Exercise goal:
Please quote the material exactly, every line of it.

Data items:
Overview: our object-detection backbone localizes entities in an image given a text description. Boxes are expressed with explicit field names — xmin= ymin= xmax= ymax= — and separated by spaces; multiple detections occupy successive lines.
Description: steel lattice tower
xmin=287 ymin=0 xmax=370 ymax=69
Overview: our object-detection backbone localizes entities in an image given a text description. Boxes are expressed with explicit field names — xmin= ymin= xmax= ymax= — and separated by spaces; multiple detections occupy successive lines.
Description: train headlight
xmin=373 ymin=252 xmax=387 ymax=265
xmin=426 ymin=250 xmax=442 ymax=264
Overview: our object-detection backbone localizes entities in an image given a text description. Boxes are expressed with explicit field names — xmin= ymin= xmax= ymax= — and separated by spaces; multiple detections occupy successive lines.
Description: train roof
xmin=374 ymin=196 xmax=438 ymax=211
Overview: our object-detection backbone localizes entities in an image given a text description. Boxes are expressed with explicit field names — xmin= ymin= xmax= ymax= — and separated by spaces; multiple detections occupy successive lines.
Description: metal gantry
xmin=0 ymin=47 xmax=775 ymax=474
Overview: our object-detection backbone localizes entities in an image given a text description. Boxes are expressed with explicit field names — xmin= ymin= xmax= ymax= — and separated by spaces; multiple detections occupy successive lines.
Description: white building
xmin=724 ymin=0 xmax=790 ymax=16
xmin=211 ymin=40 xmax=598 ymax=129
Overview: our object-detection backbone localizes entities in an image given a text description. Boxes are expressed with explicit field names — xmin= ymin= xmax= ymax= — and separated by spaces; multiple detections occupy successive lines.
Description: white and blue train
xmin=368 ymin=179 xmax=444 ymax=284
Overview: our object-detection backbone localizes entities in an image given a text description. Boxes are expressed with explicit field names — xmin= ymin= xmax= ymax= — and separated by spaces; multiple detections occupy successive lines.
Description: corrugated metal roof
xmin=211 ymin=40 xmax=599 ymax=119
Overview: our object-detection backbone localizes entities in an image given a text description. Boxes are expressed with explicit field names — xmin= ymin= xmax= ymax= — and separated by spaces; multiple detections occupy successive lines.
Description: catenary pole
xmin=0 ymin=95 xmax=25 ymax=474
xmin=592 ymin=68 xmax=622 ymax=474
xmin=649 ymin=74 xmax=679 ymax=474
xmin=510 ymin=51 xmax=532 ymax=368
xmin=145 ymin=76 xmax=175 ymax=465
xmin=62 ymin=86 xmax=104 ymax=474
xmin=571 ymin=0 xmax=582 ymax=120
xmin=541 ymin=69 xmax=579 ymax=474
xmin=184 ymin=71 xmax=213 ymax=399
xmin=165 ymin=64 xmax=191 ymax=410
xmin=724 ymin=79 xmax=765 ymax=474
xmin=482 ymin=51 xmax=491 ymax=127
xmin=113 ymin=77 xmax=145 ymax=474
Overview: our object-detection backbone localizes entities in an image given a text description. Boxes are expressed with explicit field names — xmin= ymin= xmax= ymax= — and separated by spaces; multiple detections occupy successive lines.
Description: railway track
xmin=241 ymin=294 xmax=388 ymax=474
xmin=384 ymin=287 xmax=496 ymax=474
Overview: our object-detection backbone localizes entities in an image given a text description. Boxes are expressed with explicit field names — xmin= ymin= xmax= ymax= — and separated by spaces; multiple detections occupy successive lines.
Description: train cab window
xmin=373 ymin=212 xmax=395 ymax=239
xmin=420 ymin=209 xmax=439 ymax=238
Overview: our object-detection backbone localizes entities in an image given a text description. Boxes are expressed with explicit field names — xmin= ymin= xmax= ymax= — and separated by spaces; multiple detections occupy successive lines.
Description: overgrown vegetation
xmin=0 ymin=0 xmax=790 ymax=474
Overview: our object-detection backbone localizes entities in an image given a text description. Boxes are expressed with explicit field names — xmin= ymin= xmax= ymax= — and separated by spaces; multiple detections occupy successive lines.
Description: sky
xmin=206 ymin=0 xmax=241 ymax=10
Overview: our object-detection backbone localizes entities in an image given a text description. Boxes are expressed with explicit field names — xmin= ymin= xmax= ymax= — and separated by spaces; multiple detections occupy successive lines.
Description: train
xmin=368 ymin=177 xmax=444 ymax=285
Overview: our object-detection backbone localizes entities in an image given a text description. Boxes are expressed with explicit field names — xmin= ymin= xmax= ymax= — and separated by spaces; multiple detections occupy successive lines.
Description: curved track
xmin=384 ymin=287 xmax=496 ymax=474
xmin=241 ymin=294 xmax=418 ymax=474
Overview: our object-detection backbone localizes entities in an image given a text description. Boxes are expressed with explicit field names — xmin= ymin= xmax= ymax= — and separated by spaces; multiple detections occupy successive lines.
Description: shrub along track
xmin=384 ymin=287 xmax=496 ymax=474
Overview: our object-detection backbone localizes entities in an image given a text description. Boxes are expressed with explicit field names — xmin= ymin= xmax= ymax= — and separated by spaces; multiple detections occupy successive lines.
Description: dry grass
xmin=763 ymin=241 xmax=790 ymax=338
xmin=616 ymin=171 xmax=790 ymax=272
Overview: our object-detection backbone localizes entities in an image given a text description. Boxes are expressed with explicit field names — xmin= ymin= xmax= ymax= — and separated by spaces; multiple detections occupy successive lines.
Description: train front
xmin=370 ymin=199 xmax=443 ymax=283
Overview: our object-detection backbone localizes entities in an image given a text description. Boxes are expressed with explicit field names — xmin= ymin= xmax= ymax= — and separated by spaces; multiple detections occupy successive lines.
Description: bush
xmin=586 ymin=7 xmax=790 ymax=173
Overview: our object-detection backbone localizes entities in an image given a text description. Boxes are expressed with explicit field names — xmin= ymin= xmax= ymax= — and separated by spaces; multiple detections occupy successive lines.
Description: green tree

Full solution:
Overview: our object-detection backbone localizes entities in an image given a text description. Boxes are expressed with explicit field names — xmin= ymin= xmax= ymax= — and separated by spaces; multiple detections occupy successive lines.
Description: steel lattice tower
xmin=287 ymin=0 xmax=370 ymax=69
Overview: our object-detection backbone localizes entities in an image given a text description. Boxes are expressed with explicit field names — xmin= ymin= xmax= ymax= — and separated by spaces; multiple detections occupy successive lines.
Description: train headlight
xmin=373 ymin=252 xmax=387 ymax=265
xmin=426 ymin=250 xmax=442 ymax=264
Overview: our object-detection backbone localizes entities in an image given a text description. Boxes are expressed with explicit field names — xmin= ymin= xmax= ymax= — and separated by spaces; multiple detections occupy successive lines.
Description: train roof
xmin=374 ymin=196 xmax=438 ymax=211
Overview: our object-detection backbone localizes entities in an image given a text description. Boxes are expressed with explicit field names — xmin= ymin= xmax= ymax= — and separated by spaces; multiple detections occupy successive lines.
Description: metal gantry
xmin=0 ymin=47 xmax=775 ymax=474
Overview: our object-detection backbone localizes entities in an image given a text description. Boxes are expressed with explicit field names — xmin= ymin= xmax= ymax= — and separated by spaces; multiple detections occupy successive lines.
Description: white building
xmin=724 ymin=0 xmax=790 ymax=16
xmin=211 ymin=40 xmax=598 ymax=129
Overview: our object-detection backbone localizes entities in an image given a text description. Boxes are expressed with explicit field names — xmin= ymin= xmax= ymax= — and separated by spaces; multiple detections occupy successive lines.
Description: white and blue train
xmin=368 ymin=179 xmax=444 ymax=284
Overview: our object-detection backbone localizes entities in an image given a text description. Boxes are expressed with explicit field names — xmin= ymin= xmax= ymax= — and separated by spaces; multiple detections occupy successive lines.
Description: corrugated metal roof
xmin=211 ymin=40 xmax=599 ymax=119
Overview: our object-detection backbone localizes entities in an image given a text description. Boxes are expressed with explicit field names — xmin= ymin= xmax= ymax= — and separated by spaces; multiple detections occupy successive lines.
Description: catenary pole
xmin=0 ymin=95 xmax=25 ymax=474
xmin=592 ymin=68 xmax=622 ymax=474
xmin=649 ymin=74 xmax=679 ymax=474
xmin=510 ymin=51 xmax=532 ymax=368
xmin=145 ymin=76 xmax=175 ymax=465
xmin=62 ymin=86 xmax=104 ymax=474
xmin=571 ymin=0 xmax=582 ymax=120
xmin=541 ymin=69 xmax=579 ymax=474
xmin=184 ymin=71 xmax=213 ymax=399
xmin=165 ymin=64 xmax=191 ymax=410
xmin=724 ymin=79 xmax=765 ymax=474
xmin=482 ymin=51 xmax=491 ymax=127
xmin=113 ymin=77 xmax=145 ymax=474
Overview: our object-detection backbone localizes entities in an image given a text description. Boxes are expressed with explicit field names — xmin= ymin= xmax= ymax= — and separated by spaces; multiple detections occupy successive lines.
Description: railway track
xmin=241 ymin=294 xmax=388 ymax=474
xmin=384 ymin=287 xmax=496 ymax=474
Overview: our object-detection backbone localizes entities in an image given a text description. Boxes are expressed with explicit field names — xmin= ymin= xmax= ymax= — and separated by spaces; multiple detections occupy successive lines.
Description: train cab window
xmin=373 ymin=212 xmax=395 ymax=239
xmin=420 ymin=209 xmax=439 ymax=238
Overview: our object-detection backbone localizes entities in an image given a text description. Boxes are expressed with explicit field names — xmin= ymin= xmax= ymax= — and separated by spaces; multiple detections occupy successive lines.
Description: overgrown vegetation
xmin=0 ymin=0 xmax=790 ymax=474
Overview: our object-detection backbone localizes entities in an image given a text description. Boxes are expressed with explicit field names — xmin= ymin= xmax= ymax= — and separated by spaces; multiple detections occupy successive lines.
Description: sky
xmin=206 ymin=0 xmax=241 ymax=10
Overview: our object-detection backbone localizes entities in an image given a text description. Boxes are expressed with explicit field names — xmin= ymin= xmax= ymax= — and separated by spaces; multiple detections occupy successive lines.
Description: train
xmin=368 ymin=177 xmax=444 ymax=285
Overview: our object-detection backbone localizes entities in an image given a text description. Boxes are expressed with explicit field names — xmin= ymin= xmax= ymax= — and separated by spaces; multiple detections occupy successive lines.
Description: curved track
xmin=384 ymin=287 xmax=496 ymax=474
xmin=241 ymin=294 xmax=418 ymax=474
Overview: our object-detection backbone localizes entities in an image given a text description. Boxes are expressed with explicit field names — xmin= ymin= xmax= ymax= — and separated by spaces; multiple detections occupy successive lines.
Description: shrub along track
xmin=384 ymin=287 xmax=496 ymax=474
Overview: our object-detection backbone localizes entities in an image given a text description. Boxes are expressed with explicit field names — xmin= ymin= xmax= ymax= — and separated by spaces; multiple detections occupy successive lines.
Description: dry grass
xmin=763 ymin=241 xmax=790 ymax=338
xmin=616 ymin=171 xmax=790 ymax=272
Overview: our object-detection backbone localizes entities in an image given a text description. Boxes are expressed with explicit field names — xmin= ymin= xmax= ymax= — and separated by spaces; multiple detections occupy successive lines.
Description: train front
xmin=370 ymin=199 xmax=443 ymax=283
Overview: our object-detection backbone localizes entities in an image given a text description. Boxes are expressed with explicit field names — xmin= ymin= xmax= ymax= — and separated by spaces; multiple detections occupy successive lines.
Description: bush
xmin=586 ymin=7 xmax=790 ymax=173
Overview: our object-detection backbone localizes entities in an image given a text description. Boxes are expressed with explicit field names — xmin= ymin= xmax= ymax= — and separated by spaces; multiple detections occupy successive lines.
Description: green tree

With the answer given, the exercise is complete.